# SELECTED TEXT
········

In the fourth verse, Mrs. Howe wrote:

He has sounded forth the trumpet that shall never sound retreat;
He is sifting out the hearts of men before His judgment seat.
O be swift, my soul, to answer Him! Be jubilant, my feet!
Our God is marching on.


Here, we see a picture of God weighing the hearts of men and judging them accordingly on the basis of the war. We are thus enjoined to be “swift” and “jubilant” as we fulfill His judgment against His enemies – in context, of course, killing Southerners.

The final verse declares:

In the beauty of the lilies, Christ was born across the sea,
With a glory in His bosom that transfigures you and me.
As He died to make men holy, let us die to make men free,
While God is marching on.


Apart from the obvious error of saying that Christ was “born among the lilies,” these lyrics betray the fundamental rejection of the deity of Christ common to Unitarians. Christ died “to make men holy”; that is, He lived and died nobly, that we might follow His example. Yet it remains for man (through government and social action) to “make them free” through the death associated with war. Even changing “die” to “live” (as some hymnals do) does not avoid the blatant social element of the “gospel” being presented.

This song, then, has little to commend it to the Christian who takes seriously the Word of God and the orthodox doctrines derived from it. Further, the song has nothing to do with the historic event of America’s independence from England; it is uniquely addressing the war that rent our nation in two. While the underlying issue of slavery in that war was indeed a moral one, and while the morally right position won the day, The Battle Hymn of the Republic interjects the grace of God, the judgment of God, and the Gospel of God into the conflict in such a way as to significantly blur the theological import of each of these into the internecine struggles among sinful humanity.

As Christians in this great nation, we may indeed celebrate our freedoms and honor those by whom such freedoms were purchased. However, as Christians, our greatest freedom does not yet await another’s living or dying, but was purchased for us by Jesus Christ once for all. Amidst the celebratory events surrounding our nation’s independence, perhaps the best use of the time we gather to worship corporately would be to remember the deliverance won for us – not on the battlefield – but on the cross of Calvary.

········

(Image region labeling listing)
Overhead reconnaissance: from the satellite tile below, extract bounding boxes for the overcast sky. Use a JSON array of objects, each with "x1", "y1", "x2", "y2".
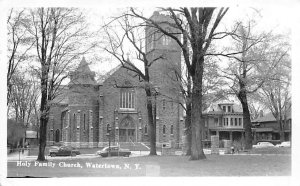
[{"x1": 0, "y1": 0, "x2": 300, "y2": 185}]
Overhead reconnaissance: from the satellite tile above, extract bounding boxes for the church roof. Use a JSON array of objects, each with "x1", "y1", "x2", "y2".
[
  {"x1": 75, "y1": 57, "x2": 93, "y2": 74},
  {"x1": 70, "y1": 57, "x2": 96, "y2": 85},
  {"x1": 98, "y1": 64, "x2": 122, "y2": 85}
]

········

# WRITTEN REQUEST 1
Translate this sentence from the hymn commentary into Spanish: "This song, then, has little to commend it to the Christian who takes seriously the Word of God and the orthodox doctrines derived from it."
# WRITTEN REQUEST 2
Answer these questions from the hymn commentary:
(a) Who wrote the fourth verse that is quoted?
(b) To what word do some hymnals change "die"?
(c) According to the last paragraph, where was the deliverance won for us?
# WRITTEN REQUEST 3
Repeat a passage of the hymn commentary word for word, beginning at the words that have "Our God is marching" and stopping after "While God is marching on.".
The listing has no connection to the hymn commentary.

# CORRECT OUTPUT 1
Esta canción, entonces, tiene poco que la recomiende al cristiano que toma en serio la Palabra de Dios y las doctrinas ortodoxas derivadas de ella.

# CORRECT OUTPUT 2
(a) Mrs. Howe
(b) "live"
(c) On the cross of Calvary, not on the battlefield

# CORRECT OUTPUT 3
Our God is marching on.


Here, we see a picture of God weighing the hearts of men and judging them accordingly on the basis of the war. We are thus enjoined to be “swift” and “jubilant” as we fulfill His judgment against His enemies – in context, of course, killing Southerners.

The final verse declares:

In the beauty of the lilies, Christ was born across the sea,
With a glory in His bosom that transfigures you and me.
As He died to make men holy, let us die to make men free,
While God is marching on.